I was a man of the left now. But I wasn’t yet personally integrated into Columbia’s counter-cultural leftist student community. My daily activism had been centered more in Columbia Citizenship Council’s P.A.C.T. program than in helping to do the day-to-day work for the ICV’s campus anti-war organizing. When I checked out of Livingston Hall in late May 1966, there was no indication that in less than a year a Columbia Students for a Democratic Society [SDS] chapter would exist as a mass-based organization and that I would be on the steering committee of Columbia SDS.

But back at my parents' apartment a few days later, I suddenly began to feel physically miserable, my eyes started to feel irritated, and I felt like I was going blind. My parents had gone away for a week to some cheap Catskills Mountains hotel resort, so I had to call Doctor Cohen, myself:

"I feel weak and fatigued. And there seems to be something wrong with my eyes."

Dr. Cohen, who was in his late 50s, agreed to stop by the apartment in the afternoon. He arrived, took one look at my arm and noticed red spots. "Measles. Don't use your eyes for 10 days. And rest," he advised. Then he left the apartment.


Chapter 3: Freshman At Columbia, 1965 (viii)-Sundial: Columbia SDS Memories (17)

During the Spring 1966 term, my strongest feeling was falling madly in love with Pat. Pat was a senior at Barnard, majoring in Sociology, who planned to become a social worker. She was a beauty who I met after Stein re-organized the day care program at Grace Methodist Church.

==========

- **Request 1**:
Report every line of the records that contains the string "blonde", matching case exactly.

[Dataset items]

==========

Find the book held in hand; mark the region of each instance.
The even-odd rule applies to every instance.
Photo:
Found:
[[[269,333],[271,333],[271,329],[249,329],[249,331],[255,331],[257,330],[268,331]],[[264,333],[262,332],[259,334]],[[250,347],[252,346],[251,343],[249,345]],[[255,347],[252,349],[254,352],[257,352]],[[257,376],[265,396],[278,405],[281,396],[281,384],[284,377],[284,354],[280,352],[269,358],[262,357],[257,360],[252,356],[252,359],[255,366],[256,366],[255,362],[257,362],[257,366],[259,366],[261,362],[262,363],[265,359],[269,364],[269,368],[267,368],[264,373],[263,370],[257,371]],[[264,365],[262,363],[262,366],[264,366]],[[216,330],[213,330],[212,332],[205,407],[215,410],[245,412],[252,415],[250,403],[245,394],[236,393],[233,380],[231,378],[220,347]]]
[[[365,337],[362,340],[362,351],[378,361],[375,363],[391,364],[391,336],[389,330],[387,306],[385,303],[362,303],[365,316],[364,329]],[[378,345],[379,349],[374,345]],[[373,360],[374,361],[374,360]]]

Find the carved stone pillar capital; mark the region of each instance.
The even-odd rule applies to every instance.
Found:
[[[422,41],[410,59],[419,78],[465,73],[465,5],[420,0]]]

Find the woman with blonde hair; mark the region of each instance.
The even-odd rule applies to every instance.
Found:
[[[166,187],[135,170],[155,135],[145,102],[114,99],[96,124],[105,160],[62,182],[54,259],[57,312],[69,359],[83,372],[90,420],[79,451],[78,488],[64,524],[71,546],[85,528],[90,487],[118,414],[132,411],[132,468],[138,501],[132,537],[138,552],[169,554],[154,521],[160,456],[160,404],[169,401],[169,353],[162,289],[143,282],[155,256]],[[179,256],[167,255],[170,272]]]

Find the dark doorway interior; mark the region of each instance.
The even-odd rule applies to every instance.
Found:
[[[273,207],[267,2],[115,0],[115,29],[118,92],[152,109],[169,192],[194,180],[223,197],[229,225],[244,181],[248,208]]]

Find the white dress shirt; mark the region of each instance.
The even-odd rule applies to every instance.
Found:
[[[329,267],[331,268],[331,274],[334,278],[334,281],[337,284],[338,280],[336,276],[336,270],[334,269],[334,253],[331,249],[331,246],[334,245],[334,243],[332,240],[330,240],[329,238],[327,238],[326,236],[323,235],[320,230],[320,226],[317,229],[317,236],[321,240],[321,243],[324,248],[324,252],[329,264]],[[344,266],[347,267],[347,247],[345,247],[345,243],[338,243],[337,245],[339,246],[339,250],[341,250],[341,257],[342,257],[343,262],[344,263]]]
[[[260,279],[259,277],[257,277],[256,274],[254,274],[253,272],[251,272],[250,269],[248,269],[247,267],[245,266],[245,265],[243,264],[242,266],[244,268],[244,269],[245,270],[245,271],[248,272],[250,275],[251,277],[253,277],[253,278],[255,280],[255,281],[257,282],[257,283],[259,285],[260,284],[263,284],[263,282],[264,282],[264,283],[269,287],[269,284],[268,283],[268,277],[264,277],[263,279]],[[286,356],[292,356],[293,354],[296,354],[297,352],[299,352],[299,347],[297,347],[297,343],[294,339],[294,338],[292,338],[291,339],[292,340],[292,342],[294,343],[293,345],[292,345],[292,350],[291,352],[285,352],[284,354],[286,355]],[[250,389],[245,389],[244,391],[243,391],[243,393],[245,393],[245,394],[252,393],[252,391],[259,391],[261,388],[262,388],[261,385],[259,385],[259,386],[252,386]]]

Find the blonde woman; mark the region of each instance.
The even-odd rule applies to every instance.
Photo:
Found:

==========

- **Request 2**:
In the Columbia memoir excerpt, what was Pat's major at Barnard?

- **Task solution 1**:
Find the woman with blonde hair; mark the region of each instance.
Find the blonde woman; mark the region of each instance.

- **Task solution 2**:
Sociology.